THE REQUEST:
In the listing, starting at the line that contains "Can you see the boat" and ending at the line that contains "column 627, row 320", change "boat window" to "cabin window" and return only those lines, with everything else left as it is.

INFORMATION PROVIDED:
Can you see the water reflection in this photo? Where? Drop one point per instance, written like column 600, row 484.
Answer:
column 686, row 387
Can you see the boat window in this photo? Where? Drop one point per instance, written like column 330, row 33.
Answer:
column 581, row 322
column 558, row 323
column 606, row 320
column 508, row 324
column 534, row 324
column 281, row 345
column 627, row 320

---

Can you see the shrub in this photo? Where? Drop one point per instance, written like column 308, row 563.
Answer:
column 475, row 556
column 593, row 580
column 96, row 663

SOLUTION FOR THIS TASK:
Can you see the cabin window in this photo? Where? Drop one point per instance, written like column 330, row 33.
Answer:
column 581, row 322
column 558, row 323
column 606, row 320
column 508, row 324
column 534, row 324
column 281, row 345
column 627, row 320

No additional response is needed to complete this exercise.